* O que fazer
Segundo o trecho sobre Dickens e Thompson, por que Dickens recorreu à obra de Thomas Carlyle ao escrever "Um conto de duas cidades"? Responda em até três frases.

* Trecho da fonte
- - - - -

PENSANDO A CLASSE OPERÁRIA: INTERSECCÇÕES ENTRE CHARLES DICKENS E E. P. THOMPSON

Atualizado: 21 de mar. de 2022

Por: Valter Cardoso da Silva


Foi o melhor dos tempos, foi o pior dos tempos, foi a idade da sabedoria, foi a idade da tolice, foi a época da fé, foi a época da incredulidade, foi a estação da luz, foi a estação das trevas, foi a primavera da esperança, foi o inverno do desespero tínhamos tudo diante de nós, tínhamos nada diante de nós”. Este que já foi considerado o melhor parágrafo inicial de todos os livros já escritos, é constantemente utilizado para se referir à crise como possibilidade de mudança.

De fato, “Um conto de duas cidades”, de Charles Dickens, além de ser um magistral representante da literatura universal, possui qualidades que o inscrevem como passível de críticas de teor histórico, filosófico e sociológico. Aqui pretende-se tomá-lo em contraponto à também magistral obra de E. P. Thompson, “A formação da classe operária inglesa”. É obvio que obras historiográficas e obras literárias são escritas com objetivos diferentes.

Mas o fato é que, tanto acadêmicos quanto literatos, quando expõem suas obras ao público, sabem que já não possuem mais controle sobre a forma como serão lidas, combatidas, contrapostas e, como aqui, usadas em paralelo para se pensar as potencialidades de um construto histórico (obra de Thompson) e o fôlego de uma produção artística como leitura sensível do mundo (obra de Dickens).

Começando por “Um conto de duas cidades”, é preciso ter em mente que, embora publicado em 1859, retrata o mesmo período da fase inicial de “A formação da classe operária inglesa” – os últimos anos do século XVIII. Escrevendo a uma boa distância temporal do período retratado (que, aliás, não viveu), Dickens se vale da obra do ensaísta, historiador e também escritor Thomas Carlyle para ambientar sua obra. Thompson escreve no século XX, pensando em alternativas para uma historiografia que pudesse ser de esquerda, mas sem a necessidade de recorrer ao cânone marxista, recorreu a uma extensa quantidade de documentos e fontes para descrever os labirintos percorridos pela classe operária inglesa em seu processo de gênese.

Dickens constrói personagens que, mesmo submetidos às agruras das condições históricas adversas, portam-se de forma idealizada, orientados pelos grandes valores humanistas, produzindo um modelo de literatura defendido mais tarde por F.R. Leavis, literato inglês do início do século XX. Thompson busca em Marx elementos de um materialismo puro, para afirmar que as classes sociais surgem, agem e se movimentam a partir de relações marcadas por condições históricas, econômicas e culturais específicas – sendo que reação, mediação, confronto, conflito e, mesmo a cooperação, são elementos presentes na sua formação.

- - - - -

* Dados registrados
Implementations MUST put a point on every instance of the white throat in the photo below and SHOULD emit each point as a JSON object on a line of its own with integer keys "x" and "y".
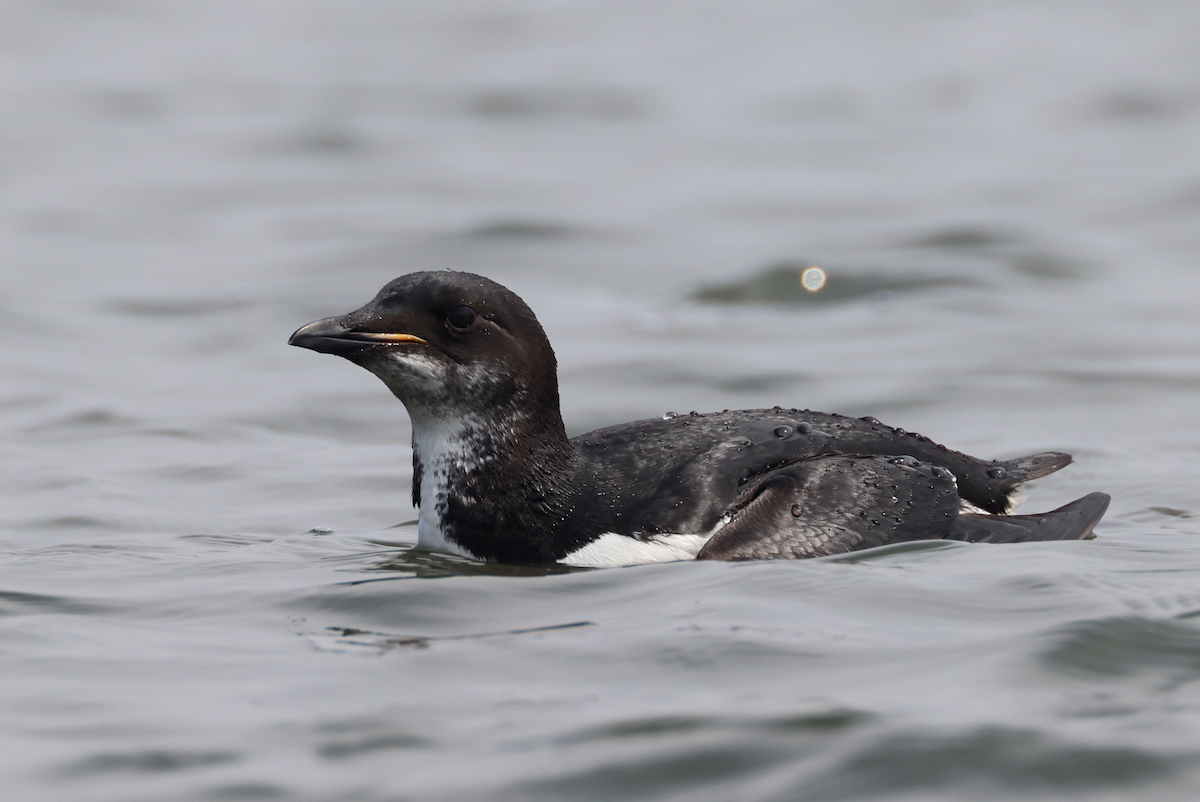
{"x": 445, "y": 449}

- - - - -

* Resposta
Dickens usou a obra de Thomas Carlyle para ambientar o romance. Ele escrevia a uma boa distância temporal do período retratado, os últimos anos do século XVIII, e não tinha vivido essa época. O livro foi publicado em 1859.